EXERCISE DATA >>

-*-*-

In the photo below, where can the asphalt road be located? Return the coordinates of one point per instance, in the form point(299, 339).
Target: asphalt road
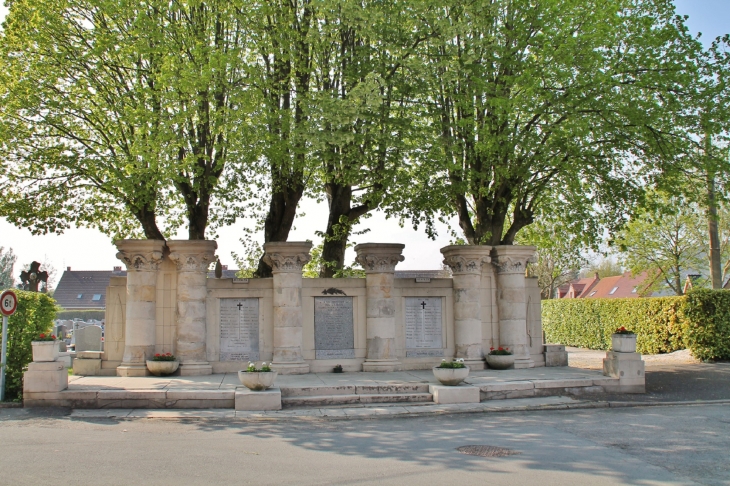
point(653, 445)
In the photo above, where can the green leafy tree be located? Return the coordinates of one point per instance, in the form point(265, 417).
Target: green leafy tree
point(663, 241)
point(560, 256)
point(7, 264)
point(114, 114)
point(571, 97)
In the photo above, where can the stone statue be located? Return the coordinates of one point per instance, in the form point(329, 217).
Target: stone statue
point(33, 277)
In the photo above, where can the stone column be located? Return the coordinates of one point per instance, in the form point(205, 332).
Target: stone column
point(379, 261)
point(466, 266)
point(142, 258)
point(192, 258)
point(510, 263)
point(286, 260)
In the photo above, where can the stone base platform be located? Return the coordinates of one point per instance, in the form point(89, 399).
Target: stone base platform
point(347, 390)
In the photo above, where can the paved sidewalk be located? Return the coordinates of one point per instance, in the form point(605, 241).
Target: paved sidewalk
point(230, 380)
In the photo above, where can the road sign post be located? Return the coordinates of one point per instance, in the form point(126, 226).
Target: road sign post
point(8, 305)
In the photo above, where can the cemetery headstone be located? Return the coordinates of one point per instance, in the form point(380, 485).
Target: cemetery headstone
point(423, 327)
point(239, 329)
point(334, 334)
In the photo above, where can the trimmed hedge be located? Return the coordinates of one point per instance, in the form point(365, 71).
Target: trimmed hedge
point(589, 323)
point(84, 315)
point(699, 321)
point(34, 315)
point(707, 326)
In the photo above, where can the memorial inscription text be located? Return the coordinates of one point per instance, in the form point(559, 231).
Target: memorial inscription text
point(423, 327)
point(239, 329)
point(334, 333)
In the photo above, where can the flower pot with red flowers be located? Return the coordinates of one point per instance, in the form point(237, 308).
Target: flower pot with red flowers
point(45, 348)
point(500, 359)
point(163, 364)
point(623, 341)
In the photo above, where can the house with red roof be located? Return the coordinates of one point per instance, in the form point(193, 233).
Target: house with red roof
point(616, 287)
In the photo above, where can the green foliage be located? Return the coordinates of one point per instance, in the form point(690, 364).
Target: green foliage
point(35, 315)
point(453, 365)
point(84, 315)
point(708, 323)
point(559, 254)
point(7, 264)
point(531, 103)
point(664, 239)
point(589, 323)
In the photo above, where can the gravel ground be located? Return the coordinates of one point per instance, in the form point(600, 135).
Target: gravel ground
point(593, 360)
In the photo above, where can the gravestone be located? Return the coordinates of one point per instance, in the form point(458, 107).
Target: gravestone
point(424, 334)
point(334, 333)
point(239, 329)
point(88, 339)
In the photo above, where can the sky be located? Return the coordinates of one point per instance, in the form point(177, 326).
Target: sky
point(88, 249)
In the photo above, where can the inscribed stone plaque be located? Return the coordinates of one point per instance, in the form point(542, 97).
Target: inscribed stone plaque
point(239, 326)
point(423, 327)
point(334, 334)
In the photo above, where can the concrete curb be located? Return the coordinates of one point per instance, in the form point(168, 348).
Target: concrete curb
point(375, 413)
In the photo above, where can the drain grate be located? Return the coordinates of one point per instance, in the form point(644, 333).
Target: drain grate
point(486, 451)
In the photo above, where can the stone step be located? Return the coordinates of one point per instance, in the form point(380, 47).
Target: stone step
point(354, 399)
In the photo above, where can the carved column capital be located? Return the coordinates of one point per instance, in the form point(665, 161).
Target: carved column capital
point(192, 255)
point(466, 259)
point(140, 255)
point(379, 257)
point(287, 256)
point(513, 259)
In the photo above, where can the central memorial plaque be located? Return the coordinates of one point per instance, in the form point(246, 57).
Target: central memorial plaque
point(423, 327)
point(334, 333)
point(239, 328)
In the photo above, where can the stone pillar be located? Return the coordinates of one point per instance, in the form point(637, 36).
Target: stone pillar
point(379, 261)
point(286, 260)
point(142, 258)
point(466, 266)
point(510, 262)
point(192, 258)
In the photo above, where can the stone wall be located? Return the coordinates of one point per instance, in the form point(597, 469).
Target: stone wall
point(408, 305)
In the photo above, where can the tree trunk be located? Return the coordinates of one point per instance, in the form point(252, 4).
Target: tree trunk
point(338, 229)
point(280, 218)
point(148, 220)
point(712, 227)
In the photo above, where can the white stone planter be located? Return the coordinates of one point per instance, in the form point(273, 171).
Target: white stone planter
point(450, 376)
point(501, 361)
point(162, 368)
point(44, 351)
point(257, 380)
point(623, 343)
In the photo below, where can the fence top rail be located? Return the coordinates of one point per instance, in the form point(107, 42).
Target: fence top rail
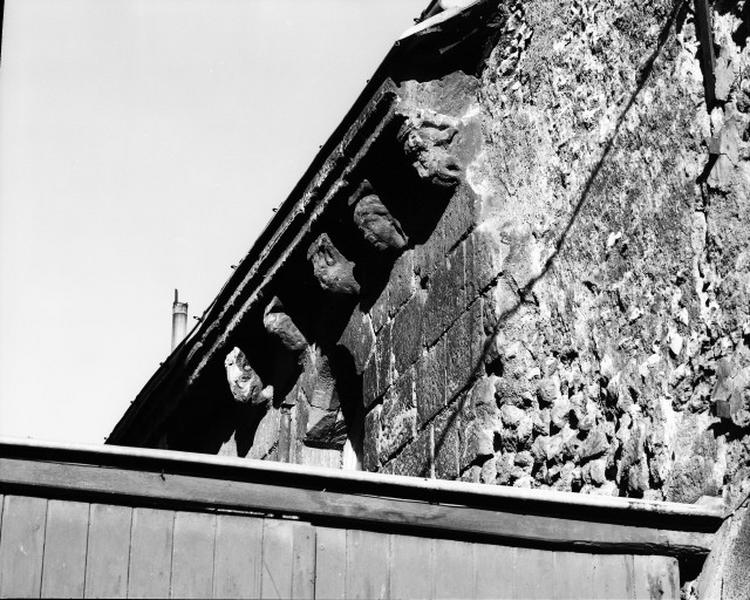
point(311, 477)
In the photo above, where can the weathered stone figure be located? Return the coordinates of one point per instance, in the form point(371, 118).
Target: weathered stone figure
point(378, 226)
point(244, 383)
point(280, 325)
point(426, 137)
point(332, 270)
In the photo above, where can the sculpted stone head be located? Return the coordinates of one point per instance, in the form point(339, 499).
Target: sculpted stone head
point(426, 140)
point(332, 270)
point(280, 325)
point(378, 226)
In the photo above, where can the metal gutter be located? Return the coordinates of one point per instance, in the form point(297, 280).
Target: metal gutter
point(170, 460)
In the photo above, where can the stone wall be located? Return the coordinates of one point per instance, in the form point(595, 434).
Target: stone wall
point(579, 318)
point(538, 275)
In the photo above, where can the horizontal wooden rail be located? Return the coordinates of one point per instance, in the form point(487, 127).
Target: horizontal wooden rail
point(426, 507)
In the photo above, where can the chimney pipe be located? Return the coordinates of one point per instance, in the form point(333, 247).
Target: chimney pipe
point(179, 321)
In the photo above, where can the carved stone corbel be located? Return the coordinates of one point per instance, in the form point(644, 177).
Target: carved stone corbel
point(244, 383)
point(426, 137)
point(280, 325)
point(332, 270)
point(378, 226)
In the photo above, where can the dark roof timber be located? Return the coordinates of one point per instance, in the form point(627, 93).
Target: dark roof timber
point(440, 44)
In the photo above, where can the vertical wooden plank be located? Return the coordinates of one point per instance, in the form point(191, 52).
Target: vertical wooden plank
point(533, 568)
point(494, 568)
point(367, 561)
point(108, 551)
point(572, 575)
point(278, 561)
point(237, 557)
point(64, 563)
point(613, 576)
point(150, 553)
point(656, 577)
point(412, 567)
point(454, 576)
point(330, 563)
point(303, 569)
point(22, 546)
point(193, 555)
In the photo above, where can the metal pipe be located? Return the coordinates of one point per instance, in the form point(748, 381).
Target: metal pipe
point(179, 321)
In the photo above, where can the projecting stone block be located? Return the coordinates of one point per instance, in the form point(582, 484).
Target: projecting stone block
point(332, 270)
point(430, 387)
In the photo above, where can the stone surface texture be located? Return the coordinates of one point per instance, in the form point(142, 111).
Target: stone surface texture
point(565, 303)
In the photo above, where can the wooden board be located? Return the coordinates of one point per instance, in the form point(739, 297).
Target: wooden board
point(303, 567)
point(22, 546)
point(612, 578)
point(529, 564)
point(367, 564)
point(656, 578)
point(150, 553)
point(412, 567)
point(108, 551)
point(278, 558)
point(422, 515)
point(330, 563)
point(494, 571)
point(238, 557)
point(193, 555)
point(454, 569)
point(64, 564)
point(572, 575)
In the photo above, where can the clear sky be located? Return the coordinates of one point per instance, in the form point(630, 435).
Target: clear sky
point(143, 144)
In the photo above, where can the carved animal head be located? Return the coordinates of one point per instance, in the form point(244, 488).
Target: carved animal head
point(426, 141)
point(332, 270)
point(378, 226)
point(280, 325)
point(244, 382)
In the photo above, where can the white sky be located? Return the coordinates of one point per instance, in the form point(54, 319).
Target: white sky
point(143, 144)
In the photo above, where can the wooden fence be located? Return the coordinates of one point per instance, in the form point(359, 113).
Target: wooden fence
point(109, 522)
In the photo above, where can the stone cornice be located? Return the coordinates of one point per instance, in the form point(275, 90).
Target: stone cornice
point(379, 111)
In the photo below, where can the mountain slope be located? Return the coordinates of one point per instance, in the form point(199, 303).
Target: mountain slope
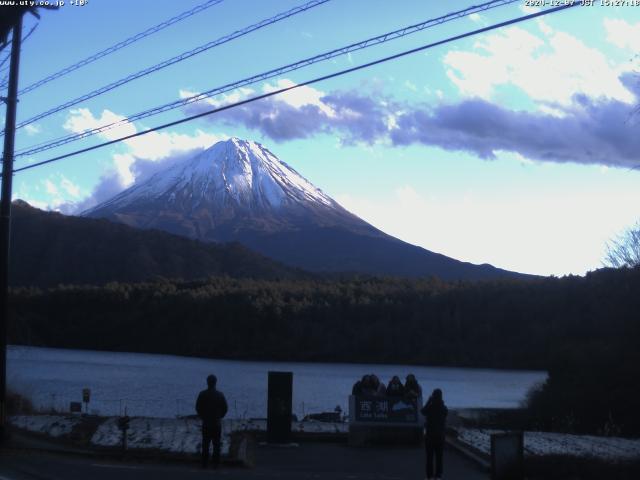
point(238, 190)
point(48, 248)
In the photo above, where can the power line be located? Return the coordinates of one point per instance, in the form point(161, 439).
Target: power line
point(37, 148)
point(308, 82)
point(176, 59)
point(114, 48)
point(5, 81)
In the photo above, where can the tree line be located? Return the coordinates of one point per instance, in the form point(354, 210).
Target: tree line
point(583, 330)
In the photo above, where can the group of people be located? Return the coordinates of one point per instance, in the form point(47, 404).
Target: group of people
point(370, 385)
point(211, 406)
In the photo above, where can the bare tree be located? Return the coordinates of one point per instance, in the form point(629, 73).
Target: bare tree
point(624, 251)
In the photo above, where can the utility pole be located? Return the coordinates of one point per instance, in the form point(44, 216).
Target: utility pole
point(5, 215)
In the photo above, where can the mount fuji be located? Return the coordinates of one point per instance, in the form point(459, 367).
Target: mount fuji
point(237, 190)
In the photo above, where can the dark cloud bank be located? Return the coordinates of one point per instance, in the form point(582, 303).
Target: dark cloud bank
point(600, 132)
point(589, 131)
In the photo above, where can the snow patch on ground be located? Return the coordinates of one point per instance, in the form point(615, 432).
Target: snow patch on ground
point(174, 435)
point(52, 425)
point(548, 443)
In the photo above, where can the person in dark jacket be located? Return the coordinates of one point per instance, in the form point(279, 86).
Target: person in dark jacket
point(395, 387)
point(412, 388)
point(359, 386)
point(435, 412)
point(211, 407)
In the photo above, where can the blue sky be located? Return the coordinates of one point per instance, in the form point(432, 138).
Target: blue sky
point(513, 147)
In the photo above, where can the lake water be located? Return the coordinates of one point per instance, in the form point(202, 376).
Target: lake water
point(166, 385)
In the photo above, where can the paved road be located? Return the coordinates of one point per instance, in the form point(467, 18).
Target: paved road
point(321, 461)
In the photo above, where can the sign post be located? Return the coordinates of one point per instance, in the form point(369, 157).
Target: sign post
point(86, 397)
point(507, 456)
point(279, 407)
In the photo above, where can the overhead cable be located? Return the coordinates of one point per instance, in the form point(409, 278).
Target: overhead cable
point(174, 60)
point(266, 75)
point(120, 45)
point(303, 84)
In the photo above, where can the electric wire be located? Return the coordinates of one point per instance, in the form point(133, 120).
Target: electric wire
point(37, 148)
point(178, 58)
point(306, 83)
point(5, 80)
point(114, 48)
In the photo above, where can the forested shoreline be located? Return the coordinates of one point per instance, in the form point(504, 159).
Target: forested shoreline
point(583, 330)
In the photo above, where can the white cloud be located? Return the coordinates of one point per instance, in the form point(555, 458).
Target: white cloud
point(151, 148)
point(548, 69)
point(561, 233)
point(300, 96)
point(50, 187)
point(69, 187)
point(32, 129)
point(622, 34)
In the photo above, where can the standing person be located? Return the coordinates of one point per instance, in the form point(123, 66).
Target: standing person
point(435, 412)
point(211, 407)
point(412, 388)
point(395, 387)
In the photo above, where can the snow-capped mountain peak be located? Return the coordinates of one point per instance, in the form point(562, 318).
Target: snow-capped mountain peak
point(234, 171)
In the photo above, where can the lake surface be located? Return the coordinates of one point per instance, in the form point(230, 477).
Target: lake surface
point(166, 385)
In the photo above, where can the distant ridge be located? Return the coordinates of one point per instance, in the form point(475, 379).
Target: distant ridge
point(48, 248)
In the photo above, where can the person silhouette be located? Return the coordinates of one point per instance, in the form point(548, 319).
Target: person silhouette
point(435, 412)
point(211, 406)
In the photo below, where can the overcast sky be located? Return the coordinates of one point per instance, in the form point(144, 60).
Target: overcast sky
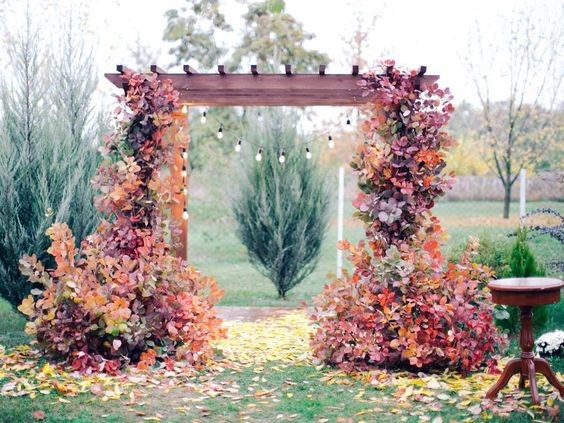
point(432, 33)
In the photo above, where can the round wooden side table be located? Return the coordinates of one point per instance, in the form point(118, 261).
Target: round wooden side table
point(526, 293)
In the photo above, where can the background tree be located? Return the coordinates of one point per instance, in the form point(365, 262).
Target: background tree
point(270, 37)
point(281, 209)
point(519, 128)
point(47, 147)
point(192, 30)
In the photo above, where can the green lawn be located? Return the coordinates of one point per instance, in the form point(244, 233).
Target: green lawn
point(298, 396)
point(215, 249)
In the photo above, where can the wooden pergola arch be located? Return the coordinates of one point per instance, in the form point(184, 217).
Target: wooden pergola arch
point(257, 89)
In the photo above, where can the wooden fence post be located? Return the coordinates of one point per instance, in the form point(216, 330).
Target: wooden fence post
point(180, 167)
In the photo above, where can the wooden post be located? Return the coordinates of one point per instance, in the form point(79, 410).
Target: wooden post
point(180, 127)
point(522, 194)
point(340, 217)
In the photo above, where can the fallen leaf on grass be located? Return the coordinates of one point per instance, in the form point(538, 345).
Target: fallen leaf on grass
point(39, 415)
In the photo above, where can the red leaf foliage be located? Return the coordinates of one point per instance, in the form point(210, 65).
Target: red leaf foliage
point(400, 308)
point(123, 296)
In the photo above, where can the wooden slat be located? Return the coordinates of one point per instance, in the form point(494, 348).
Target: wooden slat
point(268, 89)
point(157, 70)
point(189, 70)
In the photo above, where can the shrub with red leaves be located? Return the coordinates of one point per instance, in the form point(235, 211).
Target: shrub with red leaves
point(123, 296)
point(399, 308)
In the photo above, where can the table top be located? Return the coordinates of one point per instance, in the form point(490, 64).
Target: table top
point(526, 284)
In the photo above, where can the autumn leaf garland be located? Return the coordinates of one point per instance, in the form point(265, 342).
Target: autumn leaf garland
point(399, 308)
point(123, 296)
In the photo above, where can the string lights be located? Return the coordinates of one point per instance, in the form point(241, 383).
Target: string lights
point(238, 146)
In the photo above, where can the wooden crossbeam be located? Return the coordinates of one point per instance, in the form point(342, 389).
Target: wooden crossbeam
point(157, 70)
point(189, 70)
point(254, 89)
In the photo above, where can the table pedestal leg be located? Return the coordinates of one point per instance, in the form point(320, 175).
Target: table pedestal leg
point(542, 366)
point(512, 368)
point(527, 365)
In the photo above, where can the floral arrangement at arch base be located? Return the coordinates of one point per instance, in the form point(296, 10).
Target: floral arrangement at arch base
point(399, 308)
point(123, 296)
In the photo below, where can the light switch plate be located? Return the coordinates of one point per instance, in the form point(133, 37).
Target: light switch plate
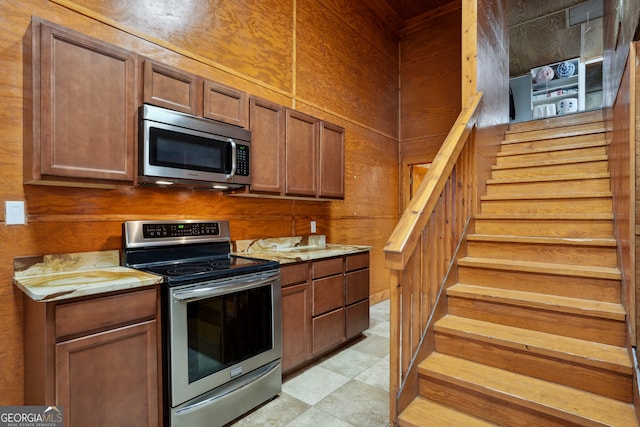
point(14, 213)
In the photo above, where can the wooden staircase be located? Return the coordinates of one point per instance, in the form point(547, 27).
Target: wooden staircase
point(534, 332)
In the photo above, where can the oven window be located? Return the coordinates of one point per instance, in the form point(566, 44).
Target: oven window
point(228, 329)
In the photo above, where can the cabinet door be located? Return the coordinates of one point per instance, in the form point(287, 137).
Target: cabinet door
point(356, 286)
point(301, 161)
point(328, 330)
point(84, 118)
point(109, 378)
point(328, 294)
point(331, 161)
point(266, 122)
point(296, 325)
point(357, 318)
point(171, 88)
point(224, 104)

-*-*-

STATED GOAL >> Render everything from the line that contains "In the photo above, where can the bare" down to the line that contains "point(303, 84)" as a Markdown table with the columns Row and Line, numbering each row and leaving out blank lines.

FINISHED EXERCISE >>
| Row | Line |
|---|---|
| 1 | In the photo above, where can the bare tree be located? Return the coordinates of one point per instance, in the form point(629, 73). |
| 2 | Target: bare tree |
| 3 | point(624, 251) |
| 4 | In the photo above, where can the utility pole be located? Return the coordinates of one point per instance, in the form point(44, 216). |
| 5 | Target: utility pole |
| 6 | point(5, 215) |
| 7 | In the photo above, where can the mount fuji be located? Return the coordinates of one point per instance, in the form point(459, 367). |
| 8 | Target: mount fuji |
| 9 | point(237, 190) |
| 10 | In the photo above, where can the dark cloud bank be located? Return the coordinates of one point per instance, in the form point(582, 303). |
| 11 | Target: dark cloud bank |
| 12 | point(600, 132) |
| 13 | point(589, 131) |
| 14 | In the photo above, where can the snow patch on ground be located? Return the coordinates of one point per instance, in the form point(615, 432). |
| 15 | Target: snow patch on ground |
| 16 | point(174, 435) |
| 17 | point(52, 425) |
| 18 | point(548, 443) |
| 19 | In the photo above, where can the person in dark jacket be located? Return the coordinates of one point per instance, in the form point(279, 86). |
| 20 | Target: person in dark jacket |
| 21 | point(395, 387) |
| 22 | point(412, 388) |
| 23 | point(359, 386) |
| 24 | point(435, 412) |
| 25 | point(211, 407) |
| 26 | In the photo above, where can the blue sky be located? Return the coordinates of one point per instance, in the form point(432, 138). |
| 27 | Target: blue sky |
| 28 | point(513, 147) |
| 29 | In the photo above, where can the lake water be located? Return the coordinates of one point per instance, in the form point(202, 376). |
| 30 | Target: lake water |
| 31 | point(166, 385) |
| 32 | In the photo above, where can the paved road be located? Return the coordinates of one point per instance, in the form point(467, 18). |
| 33 | Target: paved road |
| 34 | point(321, 461) |
| 35 | In the photo above, where can the sign post be located? Return the coordinates of one point per instance, in the form point(369, 157). |
| 36 | Target: sign post |
| 37 | point(86, 397) |
| 38 | point(507, 456) |
| 39 | point(279, 407) |
| 40 | In the photo above, where can the overhead cable be located? Return the coordinates of one point per instance, in the form point(409, 278). |
| 41 | Target: overhead cable |
| 42 | point(174, 60) |
| 43 | point(266, 75) |
| 44 | point(120, 45) |
| 45 | point(303, 84) |